Task brief >> Convert the lines of the records below into a JSON list of strings, one string per line and with blank lines omitted. Begin with the line containing "road and produces pixel-level bounding boxes." and continue through the line containing "[414,336,540,458]", including both of those lines.

Record list >>
########################################

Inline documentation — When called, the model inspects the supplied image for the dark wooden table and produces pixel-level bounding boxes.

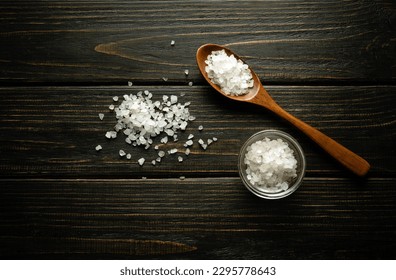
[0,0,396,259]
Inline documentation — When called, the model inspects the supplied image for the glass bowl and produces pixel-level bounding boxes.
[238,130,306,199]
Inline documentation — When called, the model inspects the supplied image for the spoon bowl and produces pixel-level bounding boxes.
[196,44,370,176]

########################################

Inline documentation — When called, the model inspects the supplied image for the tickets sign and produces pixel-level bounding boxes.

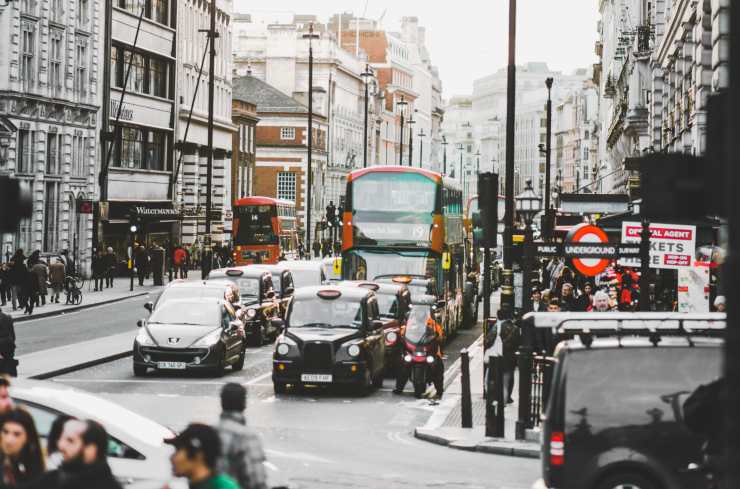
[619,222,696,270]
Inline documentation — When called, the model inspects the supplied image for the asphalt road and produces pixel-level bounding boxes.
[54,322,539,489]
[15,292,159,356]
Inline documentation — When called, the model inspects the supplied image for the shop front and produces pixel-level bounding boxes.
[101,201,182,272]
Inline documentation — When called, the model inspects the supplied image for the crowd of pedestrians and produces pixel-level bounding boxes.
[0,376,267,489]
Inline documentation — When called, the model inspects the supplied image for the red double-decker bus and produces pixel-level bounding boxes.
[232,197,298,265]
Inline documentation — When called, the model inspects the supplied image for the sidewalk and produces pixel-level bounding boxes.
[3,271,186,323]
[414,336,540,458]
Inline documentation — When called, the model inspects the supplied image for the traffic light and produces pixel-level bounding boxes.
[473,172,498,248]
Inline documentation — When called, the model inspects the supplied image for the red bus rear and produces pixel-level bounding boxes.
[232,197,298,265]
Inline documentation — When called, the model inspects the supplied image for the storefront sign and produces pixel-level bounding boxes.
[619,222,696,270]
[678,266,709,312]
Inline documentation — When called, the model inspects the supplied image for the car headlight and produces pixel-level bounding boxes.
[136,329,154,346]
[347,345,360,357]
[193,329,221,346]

########################################

Expected answer >>
[
  "Inline documentation — When called, the model inspects the supplied image for the asphalt road and produces pixel-level bounding boxes.",
  "[54,322,539,489]",
  "[15,292,159,356]",
  "Inline documentation — When called, the model inspects the supplied image for the shop front and produces pixel-level bounding boxes.",
  "[101,201,182,272]",
  "Inline documentation — When called, the model inspects the supplied image for the crowd of pedestrians and produces pixel-level bounding boxes.",
  "[0,376,267,489]",
  "Inline documentation — When called, the model inspects the supplied image for the red double-decker bus and produces pixel-level bounding boxes.",
  "[232,197,298,265]",
  "Inline documentation — When called, the model inspects the supplied image for the sidewalk and produces pixel-level bounding boxes.",
  "[3,271,186,323]",
  "[414,336,540,458]"
]